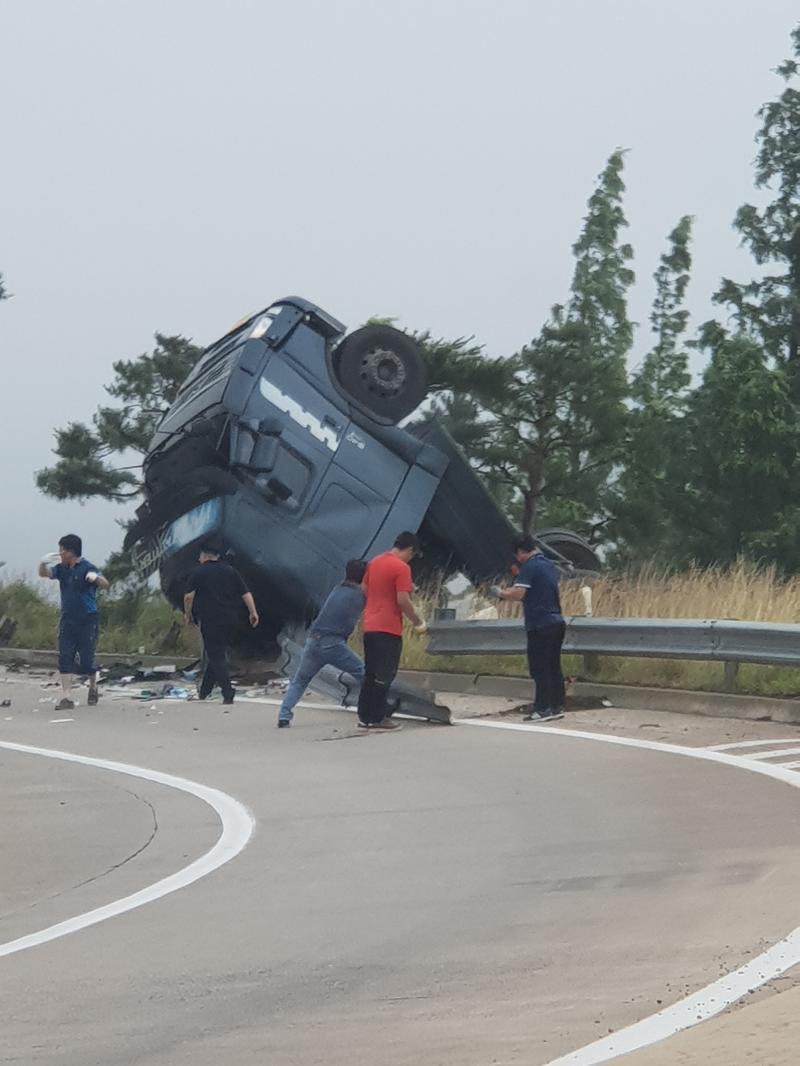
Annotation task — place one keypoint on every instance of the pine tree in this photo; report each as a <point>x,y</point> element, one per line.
<point>546,425</point>
<point>741,493</point>
<point>644,495</point>
<point>86,454</point>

**Exercise task**
Output every line of the records above word for word, leaving out the pictures.

**Response for this exercise**
Annotation task — place one keypoint on every instance of the pine tree in this photo; report each as a <point>x,y</point> element, one per line.
<point>546,425</point>
<point>741,493</point>
<point>644,495</point>
<point>86,454</point>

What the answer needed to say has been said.